══ TEXT EXCERPT

I believe that a few sentences, delivered by time machine, would have changed my teenage self into a much more meek and helpful person; because he just didn’t understand what his job was; and most importantly, what it wasn’t.

It was dad’s house; dad’s plans we were working on; dad’s money he might be wasting; and even if he was wasting my time, that was still dad’s time too, to do with what he wanted. If I saw dad make a mistake, I absolutely should have said something.

Because if I hadn’t, then he would have a reason to complain that I wasn’t doing my actual job. And he did – for, unbroken, binary, all-or-nothing spirit that I was, I regularly switched between arguing about the tiniest detail for the principle of the thing, then after being yelled at, resolving to say nothing at all even when he did something wrong; then, of course, being yelled at for that.

So it was my job to point out flaws that I saw in his work; but once he heard me, and rejected my opinion, I should have shut up – not sulkily (as I actually did), but cheerfully (hah!), knowing whether dad listened or not, I had DONE MY JOB ALREADY!

It was never my job to make SURE it was done right, or to save dad from himself. Likewise it’s not my job to second-guess what God does. It’s my job to tell Him what I think, when I have a thought worth sharing (which is rarely).

Sometimes He listens, sometimes He laughs, but it’s not my job to pester, nag, and plead because it’s not my job to make SURE He does it my way! (Deuteronomy 3:26, Matthew 6:7). That’s HIS job, and why He gets paid the big bucks – so He can afford to pay for His own mistakes… and ours.

Likewise, if you’re hired to help me build my house, it’s my job to build my house my way; if I do it well, I’ll be paid well (1 Corinthians 3:10-15). If I build it badly, I will suffer – financially, or at least in reputation (Luke 14:28-30).

════

**TASK REQUIREMENTS:**
• A. In the essay, how does the writer say he should have stopped talking once dad rejected his opinion?
• B. Return everything in the essay from "So it was my" down to "mistakes… and ours.".
• C. Shorten the essay paragraph beginning "It was dad's house" while keeping its main facts.

══ MATERIAL

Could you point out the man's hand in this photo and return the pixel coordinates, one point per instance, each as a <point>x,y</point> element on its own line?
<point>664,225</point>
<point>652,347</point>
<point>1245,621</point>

════

**SOLVED PROBLEMS:**
• A. Cheerfully rather than sulkily, knowing the job was already done.

• B.
So it was my job to point out flaws that I saw in his work; but once he heard me, and rejected my opinion, I should have shut up – not sulkily (as I actually did), but cheerfully (hah!), knowing whether dad listened or not, I had DONE MY JOB ALREADY!

It was never my job to make SURE it was done right, or to save dad from himself. Likewise it’s not my job to second-guess what God does. It’s my job to tell Him what I think, when I have a thought worth sharing (which is rarely).

Sometimes He listens, sometimes He laughs, but it’s not my job to pester, nag, and plead because it’s not my job to make SURE He does it my way! (Deuteronomy 3:26, Matthew 6:7). That’s HIS job, and why He gets paid the big bucks – so He can afford to pay for His own mistakes… and ours.

• C. The house, the plans, the money that might be wasted, and even the writer's time all belonged to dad, to use as he wanted. Still, the writer should have spoken up on seeing dad make a mistake.